▶ _Extract provided_
The images that emerged from a Monday night string of severe thunderstorms showed a Miami Valley devastated by high winds, lashing rain and at least one confirmed tornado — likely more, according to the National Weather Service in Wilmington, Ohio. The NWS first tweeted about a "CONFIRMED LARGE AND DANGEROUS TORNADO ON THE GROUND NEAR TROTWOOD, OHIO" around 11 p.m.

It would fire off dozens more tweets in the following hours: Watches, warnings, "DEBRIS BEING LOFTED INTO THE AIR BY A TORNADO SOUTH OF CIRCLEVILLE, OHIO," and a promise to conduct damage surveys when the sun rose. Many of the most fortunate people in the surrounding area spent the night in their homes, locked in place by an overlapping web of flash flood, thunderstorm and tornado warnings.

The least fortunate might have lost their homes entirely, according to WCPO sister station WHIO.

“It looks like this entire neighborhood is destroyed,” WHIO reporter Sean Cudahy said while surveying one street in Celina, Ohio, with his phone flashlight. “Every house you look at has substantial damage.”

He could see directly through the roof of one house, he said.

Celina Mayor Jeffrey Hazel confirmed in a 1:15 a.m. interview multiple homes had been destroyed — one reduced to the foundation — and the American Red Cross had set up an emergency shelter for those displaced by the weather. He added at least six people had been injured, although none seriously.

Furthermore, according to Hazel, the entire city of over 10,000 was without electricity after damage to its power lines. Celina police warned crews to stay out of the city because of the danger presented by downed power lines and debris, and WHIO showed the larger impact of damage to power infrastructure across the valley: More than 50,000 outages.

WHIO also reported Brookville High School in Brookville, Ohio had canceled classes for Tuesday after winds ripped the roof off.

Ohio Department of Transportation spokesman Matt Bruning discouraged travel on I-75 outside of Dayton, where images he posted to Twitter showed roads lined with unidentified debris.

ODOT Dayton later posted images showing a snow plow clearing the debris from the interstate.

None of the severe weather that struck the Miami Valley was expected to reach Greater Cincinnati.

▶ _Information provided_
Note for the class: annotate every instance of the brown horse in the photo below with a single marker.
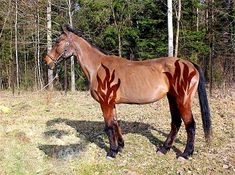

▶ _Given problem A_
Using the storm report above, answer each question below on its own line, marked (i), (ii) and (iii) to match.
(i) Around what time did the National Weather Service first tweet about a confirmed tornado near Trotwood, Ohio?
(ii) How many people did the Celina mayor say had been injured?
(iii) What happened to Brookville High School that led it to cancel classes for Tuesday?
▶ _Given problem B_
For each statement below, say whether the storm report above agrees with it. Answer yes or no, quote the words that decide it, and mark each answer (i), (ii) or (iii) to match.
(i) All of Celina lost electricity.
(ii) The severe weather was expected to reach Greater Cincinnati.
(iii) Matt Bruning encouraged travel on I-75 outside of Dayton.

▶ _Answer A_
(i) Around 11 p.m.
(ii) At least six people, none of them seriously.
(iii) Winds ripped the roof off.

▶ _Answer B_
(i) Yes: "the entire city of over 10,000 was without electricity"
(ii) No: "None of the severe weather that struck the Miami Valley was expected to reach Greater Cincinnati."
(iii) No: "discouraged travel on I-75 outside of Dayton"